| Work required |
Please copy each line of the listing below in which the word "note" appears.

| Input data |

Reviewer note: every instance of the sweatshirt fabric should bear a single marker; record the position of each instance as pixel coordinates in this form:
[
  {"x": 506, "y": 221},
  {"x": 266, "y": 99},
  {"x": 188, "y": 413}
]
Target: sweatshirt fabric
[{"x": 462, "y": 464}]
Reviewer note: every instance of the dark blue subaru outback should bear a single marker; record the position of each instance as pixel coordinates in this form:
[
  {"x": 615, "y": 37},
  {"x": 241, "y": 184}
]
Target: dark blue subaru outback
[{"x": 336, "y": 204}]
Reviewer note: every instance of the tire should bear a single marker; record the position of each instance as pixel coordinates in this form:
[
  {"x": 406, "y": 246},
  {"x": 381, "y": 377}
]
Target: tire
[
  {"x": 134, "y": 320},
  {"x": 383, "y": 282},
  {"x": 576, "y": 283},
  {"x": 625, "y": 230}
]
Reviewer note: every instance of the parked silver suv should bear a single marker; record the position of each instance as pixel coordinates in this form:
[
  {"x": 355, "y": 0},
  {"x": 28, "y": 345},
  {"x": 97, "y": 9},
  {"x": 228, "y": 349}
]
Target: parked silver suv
--
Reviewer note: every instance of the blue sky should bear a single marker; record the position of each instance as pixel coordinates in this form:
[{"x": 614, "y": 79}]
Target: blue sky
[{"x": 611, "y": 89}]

| Task result |
Reviewer note: every instance of the sweatshirt fabric should bear a single marker; record the position of each instance as pixel coordinates in this form:
Reviewer note: every instance of the dark blue subaru outback should bear a single marker; record the position of each instance as pixel coordinates in this form:
Reviewer note: every instance of the tire should bear a single marker; record the position of each instance as pixel coordinates in this form:
Reviewer note: every instance of the parked silver suv should bear a single marker; record the position of each instance as pixel coordinates in this form:
Reviewer note: every instance of the blue sky should bear a single marker; record the position of each instance as pixel coordinates in this form:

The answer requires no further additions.